SOURCE DOCUMENT
----
Mangyan Tamaraw Driven Landscape Program
Conservation and Enhancement of the Natural and Cultural Heritage of Mindoro
The Mangyan – Tamaraw Driven Landscape Program was initiated by its current Program Manager, Emmanuel Schütz in 2012, and thereafter embraced by the D’ABOVILLE Foundation and Demo Farm Inc and its President Mr. Hubert d’Aboville, as one of its main commitment and project. The Program is built through and in collaboration with local and international partners spurred on by the IUCN-SSC Asian Wild Cattle Specialist Group (AWCSG).
The Philippine archipelago is one of the mega-diverse regions of the planet in terms of biodiversity. Hence the challenges are huge to combine preservation of this amazing natural richness and the aspiration of an ever growing and demanding human population.
Mindoro was colonized by Filipino settlers coming from other provinces only recently, and continues today nursing a spirit of last frontier. The Island still harbors tracks of under-surveyed mountainous regions in challenging landscape with yet poorly studied biodiversity. Most particularly it is home of the Mangyan indigenous tribes who, despite the relative small size of the island, manage to defend and preserve their cultural identity; Mangyan communities residing nearby lowlander Filipino settlers playing the role of buffer to guard their fellows in the upland from disruptive intrusion, thus claiming rights to remain secluded and pursue traditional lifestyle. Nevertheless, a century of environmental degradation and unflagging modernization movement is taking its toll and pushes everyone to position itself towards choices in terms of tradition and development.
----
TO DO
1. Reproduce the Mangyan-Tamaraw program text, everything from "Mangyan Tamaraw Driven" down to "demanding human population.", renaming "archipelago" as "island group".
2. Answer these questions from the Mangyan-Tamaraw program text.
(a) In what year was the program initiated?
(b) Which group spurred on the program's partners?
(c) Who colonized Mindoro only recently?
3. Carry on the Mangyan-Tamaraw program text from its last sentence.
These rows come from a separate source.

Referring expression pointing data
----
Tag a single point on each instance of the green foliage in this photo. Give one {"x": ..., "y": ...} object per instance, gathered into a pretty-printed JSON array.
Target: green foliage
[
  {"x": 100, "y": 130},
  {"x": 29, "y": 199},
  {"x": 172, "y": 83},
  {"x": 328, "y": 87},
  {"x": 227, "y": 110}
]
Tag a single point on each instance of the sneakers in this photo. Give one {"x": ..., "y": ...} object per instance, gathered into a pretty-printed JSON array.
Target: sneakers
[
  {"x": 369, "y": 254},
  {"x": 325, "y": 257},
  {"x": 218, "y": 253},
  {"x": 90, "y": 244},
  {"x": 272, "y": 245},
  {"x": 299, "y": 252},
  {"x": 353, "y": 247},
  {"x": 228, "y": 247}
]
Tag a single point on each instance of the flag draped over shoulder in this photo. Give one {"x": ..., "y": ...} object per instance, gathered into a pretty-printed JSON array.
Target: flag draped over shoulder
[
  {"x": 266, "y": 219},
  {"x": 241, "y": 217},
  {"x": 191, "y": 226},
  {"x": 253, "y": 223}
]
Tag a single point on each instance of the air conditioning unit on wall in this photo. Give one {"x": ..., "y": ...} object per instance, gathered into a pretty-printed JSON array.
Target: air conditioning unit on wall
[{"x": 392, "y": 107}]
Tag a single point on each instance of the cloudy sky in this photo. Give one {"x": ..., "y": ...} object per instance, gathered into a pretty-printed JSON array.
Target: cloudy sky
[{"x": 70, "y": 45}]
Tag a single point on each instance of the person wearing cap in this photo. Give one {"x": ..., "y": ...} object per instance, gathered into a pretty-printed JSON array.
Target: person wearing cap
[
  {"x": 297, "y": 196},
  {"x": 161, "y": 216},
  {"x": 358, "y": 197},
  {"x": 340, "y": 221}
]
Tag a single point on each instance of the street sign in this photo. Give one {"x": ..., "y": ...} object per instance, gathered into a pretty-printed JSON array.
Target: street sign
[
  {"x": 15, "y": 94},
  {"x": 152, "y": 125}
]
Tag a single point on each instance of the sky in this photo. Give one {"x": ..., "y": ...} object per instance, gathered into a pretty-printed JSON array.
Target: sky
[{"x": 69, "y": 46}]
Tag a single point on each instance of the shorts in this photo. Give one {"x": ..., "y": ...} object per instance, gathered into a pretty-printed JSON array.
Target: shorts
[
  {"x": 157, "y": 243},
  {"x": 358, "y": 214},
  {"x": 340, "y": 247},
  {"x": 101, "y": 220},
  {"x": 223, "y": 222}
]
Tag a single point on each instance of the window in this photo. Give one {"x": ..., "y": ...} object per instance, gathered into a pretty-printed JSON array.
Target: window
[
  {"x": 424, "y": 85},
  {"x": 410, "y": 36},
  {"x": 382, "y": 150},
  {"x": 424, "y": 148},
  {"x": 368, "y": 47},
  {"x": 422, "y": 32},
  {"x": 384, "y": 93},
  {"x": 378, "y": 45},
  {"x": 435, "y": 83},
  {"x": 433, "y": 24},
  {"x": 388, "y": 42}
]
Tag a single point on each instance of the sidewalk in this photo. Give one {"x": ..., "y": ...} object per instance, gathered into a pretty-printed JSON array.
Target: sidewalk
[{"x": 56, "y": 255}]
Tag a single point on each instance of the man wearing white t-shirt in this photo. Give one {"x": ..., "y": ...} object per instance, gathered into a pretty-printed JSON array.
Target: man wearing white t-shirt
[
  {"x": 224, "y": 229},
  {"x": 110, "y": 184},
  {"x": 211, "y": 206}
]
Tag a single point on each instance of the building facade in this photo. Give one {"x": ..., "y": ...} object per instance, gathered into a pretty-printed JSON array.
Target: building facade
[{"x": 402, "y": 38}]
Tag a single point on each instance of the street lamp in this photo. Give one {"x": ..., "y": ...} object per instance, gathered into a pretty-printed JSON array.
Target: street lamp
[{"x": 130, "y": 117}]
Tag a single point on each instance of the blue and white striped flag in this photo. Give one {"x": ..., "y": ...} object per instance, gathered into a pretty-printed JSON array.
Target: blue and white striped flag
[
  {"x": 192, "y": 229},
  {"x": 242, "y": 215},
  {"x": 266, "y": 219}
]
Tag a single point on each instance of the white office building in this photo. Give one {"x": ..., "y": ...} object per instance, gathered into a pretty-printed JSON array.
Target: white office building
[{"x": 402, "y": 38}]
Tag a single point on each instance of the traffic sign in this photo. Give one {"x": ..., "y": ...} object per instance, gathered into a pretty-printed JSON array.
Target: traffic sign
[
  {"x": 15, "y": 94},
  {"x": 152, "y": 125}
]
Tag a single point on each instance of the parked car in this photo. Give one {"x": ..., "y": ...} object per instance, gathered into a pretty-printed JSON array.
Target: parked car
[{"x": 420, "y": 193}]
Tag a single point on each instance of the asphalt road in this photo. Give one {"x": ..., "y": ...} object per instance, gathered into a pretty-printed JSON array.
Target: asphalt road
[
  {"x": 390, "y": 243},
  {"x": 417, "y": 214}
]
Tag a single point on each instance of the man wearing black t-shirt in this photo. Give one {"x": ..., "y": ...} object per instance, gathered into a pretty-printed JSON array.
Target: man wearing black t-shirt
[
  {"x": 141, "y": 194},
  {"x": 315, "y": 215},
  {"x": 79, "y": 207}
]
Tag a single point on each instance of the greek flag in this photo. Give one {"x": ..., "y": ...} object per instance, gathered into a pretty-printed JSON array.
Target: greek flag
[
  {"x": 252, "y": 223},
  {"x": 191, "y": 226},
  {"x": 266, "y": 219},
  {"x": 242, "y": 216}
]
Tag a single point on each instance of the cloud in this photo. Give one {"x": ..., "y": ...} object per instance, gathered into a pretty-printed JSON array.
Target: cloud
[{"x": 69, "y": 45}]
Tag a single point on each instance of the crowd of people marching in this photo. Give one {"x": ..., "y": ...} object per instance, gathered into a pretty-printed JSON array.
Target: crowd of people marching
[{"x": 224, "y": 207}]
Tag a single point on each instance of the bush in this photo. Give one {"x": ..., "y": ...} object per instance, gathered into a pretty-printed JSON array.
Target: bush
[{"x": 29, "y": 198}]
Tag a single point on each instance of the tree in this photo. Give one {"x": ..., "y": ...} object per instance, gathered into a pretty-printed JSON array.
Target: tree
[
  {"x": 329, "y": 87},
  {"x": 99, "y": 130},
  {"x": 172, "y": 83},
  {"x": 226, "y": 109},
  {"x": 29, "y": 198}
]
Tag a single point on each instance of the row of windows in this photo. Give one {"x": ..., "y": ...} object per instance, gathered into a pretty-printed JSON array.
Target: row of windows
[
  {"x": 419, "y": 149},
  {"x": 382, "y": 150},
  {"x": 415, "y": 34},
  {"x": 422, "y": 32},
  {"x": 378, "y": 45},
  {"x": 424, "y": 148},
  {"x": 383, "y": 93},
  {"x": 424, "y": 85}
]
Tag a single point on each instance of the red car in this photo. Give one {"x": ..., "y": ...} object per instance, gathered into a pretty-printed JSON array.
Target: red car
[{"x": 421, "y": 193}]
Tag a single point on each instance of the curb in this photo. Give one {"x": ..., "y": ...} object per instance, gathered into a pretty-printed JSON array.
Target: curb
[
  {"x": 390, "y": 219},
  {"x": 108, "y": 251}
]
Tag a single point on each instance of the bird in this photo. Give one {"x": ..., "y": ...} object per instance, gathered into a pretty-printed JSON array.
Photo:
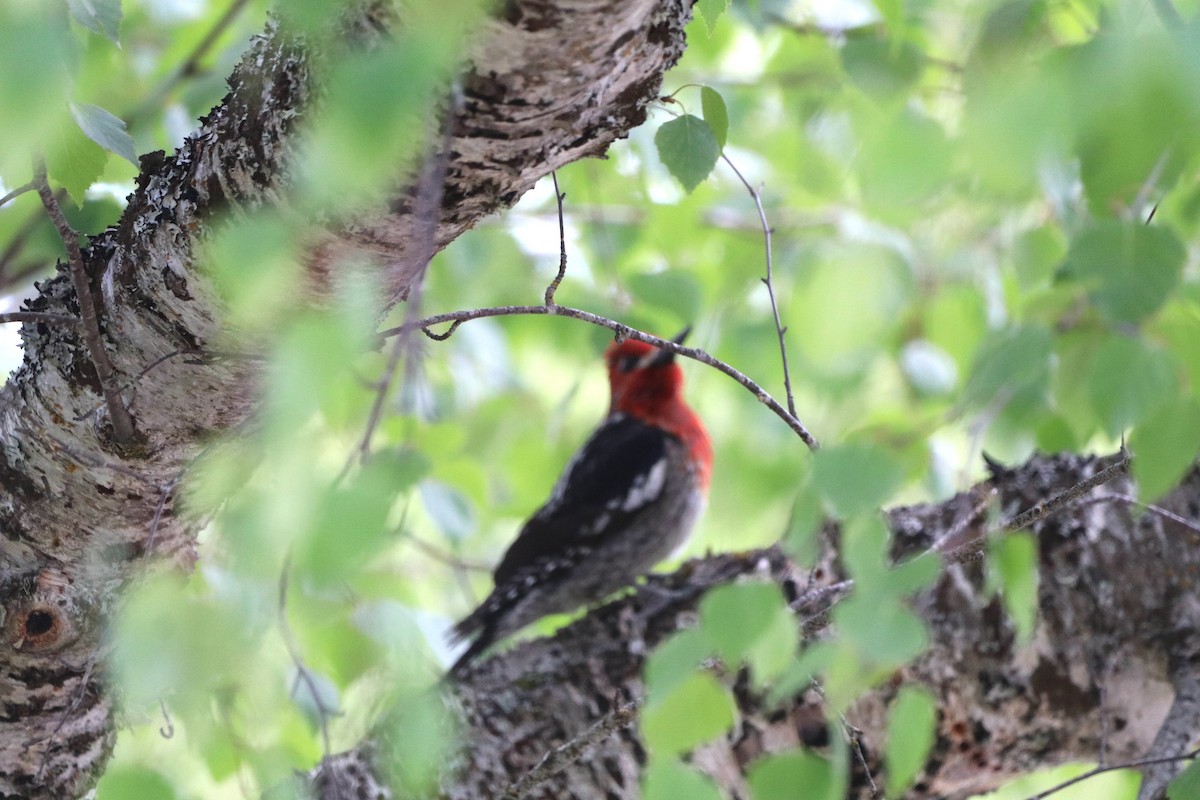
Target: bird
[{"x": 628, "y": 499}]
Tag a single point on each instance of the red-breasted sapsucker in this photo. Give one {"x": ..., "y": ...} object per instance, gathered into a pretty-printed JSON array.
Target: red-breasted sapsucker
[{"x": 627, "y": 499}]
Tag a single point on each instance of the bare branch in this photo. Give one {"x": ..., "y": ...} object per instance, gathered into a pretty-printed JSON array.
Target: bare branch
[
  {"x": 17, "y": 192},
  {"x": 623, "y": 331},
  {"x": 37, "y": 317},
  {"x": 569, "y": 752},
  {"x": 562, "y": 244},
  {"x": 769, "y": 281},
  {"x": 123, "y": 423},
  {"x": 1126, "y": 765},
  {"x": 1044, "y": 509}
]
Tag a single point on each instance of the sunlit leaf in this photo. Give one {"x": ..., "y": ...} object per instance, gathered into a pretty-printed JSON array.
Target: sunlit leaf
[
  {"x": 688, "y": 148},
  {"x": 715, "y": 113},
  {"x": 1128, "y": 268},
  {"x": 1165, "y": 446},
  {"x": 101, "y": 17},
  {"x": 669, "y": 780},
  {"x": 693, "y": 713},
  {"x": 911, "y": 728},
  {"x": 1014, "y": 559}
]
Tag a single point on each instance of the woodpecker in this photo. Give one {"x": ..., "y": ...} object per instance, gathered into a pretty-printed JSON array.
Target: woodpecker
[{"x": 625, "y": 500}]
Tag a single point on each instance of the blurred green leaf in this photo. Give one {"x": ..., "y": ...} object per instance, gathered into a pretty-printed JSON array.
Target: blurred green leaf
[
  {"x": 106, "y": 130},
  {"x": 693, "y": 713},
  {"x": 1013, "y": 559},
  {"x": 1008, "y": 361},
  {"x": 1186, "y": 786},
  {"x": 715, "y": 113},
  {"x": 688, "y": 148},
  {"x": 1129, "y": 379},
  {"x": 880, "y": 67},
  {"x": 855, "y": 477},
  {"x": 1127, "y": 268},
  {"x": 676, "y": 290},
  {"x": 1165, "y": 446},
  {"x": 676, "y": 660},
  {"x": 450, "y": 509},
  {"x": 101, "y": 17},
  {"x": 779, "y": 777},
  {"x": 666, "y": 779},
  {"x": 911, "y": 733},
  {"x": 75, "y": 161},
  {"x": 711, "y": 11},
  {"x": 133, "y": 781}
]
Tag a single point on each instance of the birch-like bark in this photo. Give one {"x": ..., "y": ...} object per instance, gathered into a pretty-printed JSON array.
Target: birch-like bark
[{"x": 81, "y": 516}]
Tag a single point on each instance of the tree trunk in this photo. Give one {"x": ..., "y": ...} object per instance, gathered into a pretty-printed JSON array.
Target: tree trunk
[
  {"x": 82, "y": 516},
  {"x": 1116, "y": 632}
]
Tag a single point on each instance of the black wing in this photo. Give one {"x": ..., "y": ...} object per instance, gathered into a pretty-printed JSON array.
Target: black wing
[{"x": 618, "y": 471}]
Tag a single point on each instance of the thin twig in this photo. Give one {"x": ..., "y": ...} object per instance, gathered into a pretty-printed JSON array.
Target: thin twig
[
  {"x": 1044, "y": 509},
  {"x": 133, "y": 382},
  {"x": 1150, "y": 507},
  {"x": 191, "y": 64},
  {"x": 88, "y": 459},
  {"x": 457, "y": 318},
  {"x": 168, "y": 729},
  {"x": 426, "y": 211},
  {"x": 123, "y": 423},
  {"x": 17, "y": 192},
  {"x": 957, "y": 529},
  {"x": 1099, "y": 770},
  {"x": 303, "y": 673},
  {"x": 165, "y": 492},
  {"x": 769, "y": 281},
  {"x": 569, "y": 752},
  {"x": 37, "y": 317},
  {"x": 562, "y": 244}
]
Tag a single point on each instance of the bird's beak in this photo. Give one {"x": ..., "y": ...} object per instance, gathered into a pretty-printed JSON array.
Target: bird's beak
[{"x": 663, "y": 358}]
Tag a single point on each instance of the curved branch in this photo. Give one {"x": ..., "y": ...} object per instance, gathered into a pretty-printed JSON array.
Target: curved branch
[{"x": 623, "y": 331}]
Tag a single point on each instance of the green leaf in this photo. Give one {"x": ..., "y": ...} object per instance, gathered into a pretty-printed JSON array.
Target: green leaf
[
  {"x": 450, "y": 509},
  {"x": 750, "y": 623},
  {"x": 106, "y": 130},
  {"x": 778, "y": 777},
  {"x": 101, "y": 17},
  {"x": 669, "y": 780},
  {"x": 1128, "y": 380},
  {"x": 696, "y": 711},
  {"x": 1165, "y": 446},
  {"x": 855, "y": 477},
  {"x": 123, "y": 782},
  {"x": 1186, "y": 786},
  {"x": 715, "y": 113},
  {"x": 75, "y": 161},
  {"x": 676, "y": 290},
  {"x": 1014, "y": 560},
  {"x": 1128, "y": 269},
  {"x": 911, "y": 728},
  {"x": 1008, "y": 362},
  {"x": 712, "y": 10},
  {"x": 689, "y": 149},
  {"x": 881, "y": 67},
  {"x": 676, "y": 660}
]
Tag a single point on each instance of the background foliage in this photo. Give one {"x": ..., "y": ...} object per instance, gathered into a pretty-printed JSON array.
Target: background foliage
[{"x": 983, "y": 221}]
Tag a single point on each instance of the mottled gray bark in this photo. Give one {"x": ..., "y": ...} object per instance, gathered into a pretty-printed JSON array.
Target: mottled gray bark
[
  {"x": 79, "y": 516},
  {"x": 1116, "y": 608}
]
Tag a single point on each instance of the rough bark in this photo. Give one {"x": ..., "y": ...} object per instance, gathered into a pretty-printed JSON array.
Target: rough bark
[
  {"x": 547, "y": 83},
  {"x": 1117, "y": 611}
]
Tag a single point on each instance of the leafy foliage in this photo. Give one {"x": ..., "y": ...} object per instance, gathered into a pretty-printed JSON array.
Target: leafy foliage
[{"x": 982, "y": 218}]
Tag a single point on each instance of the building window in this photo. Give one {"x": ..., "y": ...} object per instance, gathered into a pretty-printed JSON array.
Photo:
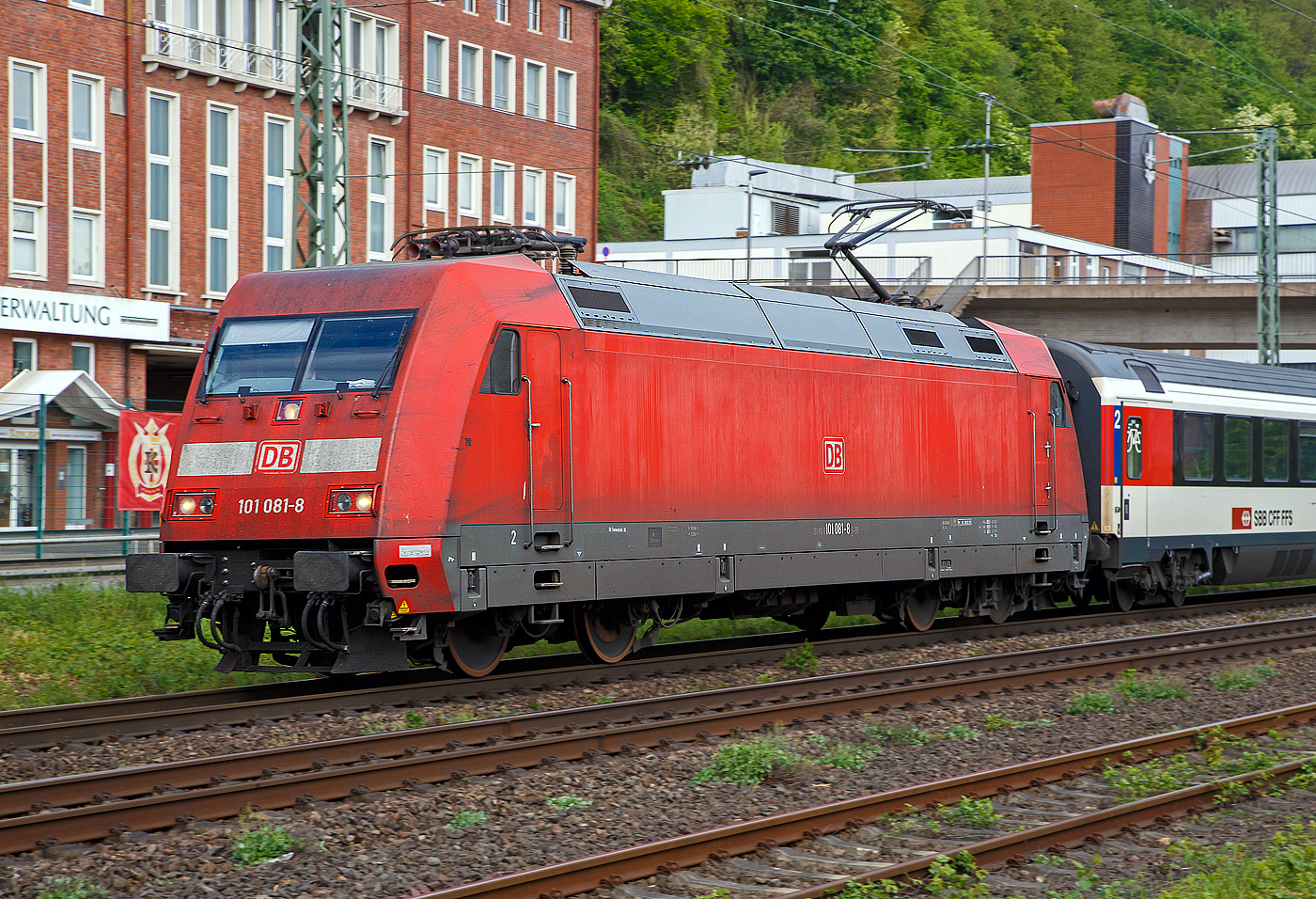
----
ANSWERS PER TASK
1.
Mangyan Tamaraw Driven Landscape Program
Conservation and Enhancement of the Natural and Cultural Heritage of Mindoro
The Mangyan – Tamaraw Driven Landscape Program was initiated by its current Program Manager, Emmanuel Schütz in 2012, and thereafter embraced by the D’ABOVILLE Foundation and Demo Farm Inc and its President Mr. Hubert d’Aboville, as one of its main commitment and project. The Program is built through and in collaboration with local and international partners spurred on by the IUCN-SSC Asian Wild Cattle Specialist Group (AWCSG).
The Philippine island group is one of the mega-diverse regions of the planet in terms of biodiversity. Hence the challenges are huge to combine preservation of this amazing natural richness and the aspiration of an ever growing and demanding human population.

2.
(a) 2012
(b) The IUCN-SSC Asian Wild Cattle Specialist Group (AWCSG)
(c) Filipino settlers coming from other provinces

3.
Therefore, Mindoro provides fertile ground for inspirational approach to consider land-use systems and conceive biodiversity conservation projects; in other words an invitation for a shift of paradigm in what we trivially call sustainable development.
The Tamaraw (Bubalus mindorensis) or Mindoro dwarf buffalo is endemic to the island of Mindoro and the only wild cattle species of the Philippines. It is therefore one of the many singular outcome of the natural evolution and an emblematic species that the country can claim as its national treasure. It is currently considered as Critically Endangered (CR) on the Red List of the IUCN.
Its conservation and iconic status exhorts stakeholders to position the space they claim to afford for wildlife, in a country where all terrestrial Protected Areas and more generally all natural landscapes have people living in it. Nowadays all remaining tamaraw populations are located within the Ancestral Domain of the Mangyans, making tamaraw conservation a social perspective and not a pure technical protection issue.
Somehow, the Tamaraw provides the opportunity to think of conservation in the frame of a bio-cultural landscape through a holistic approach where successful wildlife conservation shall be the consequence of a preserved or restored wealthy socio-cultural environment.
OUR VISION AND STRATEGY OF INTERVENTION
Goal and vision of the Mangyan – Tamaraw Driven Landscape Program
Response and strategy of intervention
In 2020, the Philippines authorities have endorsed the Tamaraw Conservation and Management Action Plan which paves the way for long term coordinated conservation efforts through an initial 10 years work plan and guideline. The Protected Area General Management Plan for Mts Iglit-Baco Natural Park is being adopted. It will provide a framework of action for this protected area decades after its creation. This is the outcome of 6 years of strong commitment of DAF in the field beside its local partners and support of international partners.
Today, the Program is structured towards supporting the local stakeholder to properly implement those plans and all initiative in all tamaraw sites.
Fields of actions are currently concentrating on three aspects with a focus on MIBNP:
Improve law enforcement and wildlife crime prevention by the concerned offices and increase patrolling efficiency of the rangers.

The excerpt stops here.